THE EXERCISE ▸ Report every line of the listing that contains the string "ceiling", treating uppercase and lowercase letters as different.

MATERIAL PROVIDED ▸
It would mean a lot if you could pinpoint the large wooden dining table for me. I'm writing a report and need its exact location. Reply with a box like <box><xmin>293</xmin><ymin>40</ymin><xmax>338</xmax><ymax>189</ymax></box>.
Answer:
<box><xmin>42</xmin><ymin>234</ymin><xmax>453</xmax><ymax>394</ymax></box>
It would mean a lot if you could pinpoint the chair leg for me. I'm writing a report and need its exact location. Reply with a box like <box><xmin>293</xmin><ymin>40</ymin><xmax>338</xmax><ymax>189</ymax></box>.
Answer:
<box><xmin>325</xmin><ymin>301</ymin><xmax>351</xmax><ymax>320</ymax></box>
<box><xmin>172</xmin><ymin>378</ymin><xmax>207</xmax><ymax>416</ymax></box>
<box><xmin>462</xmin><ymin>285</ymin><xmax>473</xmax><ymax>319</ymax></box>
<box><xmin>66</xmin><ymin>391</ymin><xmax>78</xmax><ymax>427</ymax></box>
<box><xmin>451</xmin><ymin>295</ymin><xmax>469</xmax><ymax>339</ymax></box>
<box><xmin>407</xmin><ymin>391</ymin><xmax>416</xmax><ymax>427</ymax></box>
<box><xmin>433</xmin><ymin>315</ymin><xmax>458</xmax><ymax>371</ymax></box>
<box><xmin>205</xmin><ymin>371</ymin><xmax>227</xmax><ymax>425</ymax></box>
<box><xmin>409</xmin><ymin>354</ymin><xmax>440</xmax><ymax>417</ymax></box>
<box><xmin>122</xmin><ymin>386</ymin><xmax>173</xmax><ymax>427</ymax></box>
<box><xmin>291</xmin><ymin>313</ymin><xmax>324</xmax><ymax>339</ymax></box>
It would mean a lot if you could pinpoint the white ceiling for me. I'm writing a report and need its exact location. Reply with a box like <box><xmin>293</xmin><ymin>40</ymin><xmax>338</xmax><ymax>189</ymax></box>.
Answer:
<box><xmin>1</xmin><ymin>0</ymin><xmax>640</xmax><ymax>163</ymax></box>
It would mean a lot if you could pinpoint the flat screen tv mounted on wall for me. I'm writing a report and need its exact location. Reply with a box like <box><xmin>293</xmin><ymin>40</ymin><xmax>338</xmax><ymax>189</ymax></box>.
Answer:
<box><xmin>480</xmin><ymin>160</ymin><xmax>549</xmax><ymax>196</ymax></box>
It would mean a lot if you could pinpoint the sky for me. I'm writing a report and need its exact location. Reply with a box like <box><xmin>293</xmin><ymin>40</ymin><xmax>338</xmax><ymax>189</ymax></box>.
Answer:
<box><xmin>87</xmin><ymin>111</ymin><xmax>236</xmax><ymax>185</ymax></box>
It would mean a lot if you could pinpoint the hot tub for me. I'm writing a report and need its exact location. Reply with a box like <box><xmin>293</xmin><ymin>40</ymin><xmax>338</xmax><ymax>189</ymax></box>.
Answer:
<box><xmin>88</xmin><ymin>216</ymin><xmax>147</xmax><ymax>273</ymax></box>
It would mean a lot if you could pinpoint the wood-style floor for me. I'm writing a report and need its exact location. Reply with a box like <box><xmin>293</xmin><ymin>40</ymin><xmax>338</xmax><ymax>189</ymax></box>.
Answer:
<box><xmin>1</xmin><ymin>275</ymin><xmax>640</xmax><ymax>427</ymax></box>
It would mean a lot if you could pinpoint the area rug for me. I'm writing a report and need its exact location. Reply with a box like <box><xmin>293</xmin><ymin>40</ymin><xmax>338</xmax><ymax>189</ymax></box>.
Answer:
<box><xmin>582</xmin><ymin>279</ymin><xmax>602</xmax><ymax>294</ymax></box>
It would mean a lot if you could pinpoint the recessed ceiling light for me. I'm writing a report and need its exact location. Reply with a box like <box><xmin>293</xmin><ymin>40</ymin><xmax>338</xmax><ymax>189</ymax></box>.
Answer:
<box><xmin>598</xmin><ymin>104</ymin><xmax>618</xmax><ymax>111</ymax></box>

OUTPUT BELOW ▸
It would mean a lot if you could pinpoint the white ceiling for me. I'm writing a report and need its exact location. Reply with a box like <box><xmin>293</xmin><ymin>40</ymin><xmax>338</xmax><ymax>189</ymax></box>.
It would mean a lot if you could pinpoint the recessed ceiling light for me. I'm writing a report and need its exact location. Reply with a box like <box><xmin>293</xmin><ymin>40</ymin><xmax>338</xmax><ymax>189</ymax></box>.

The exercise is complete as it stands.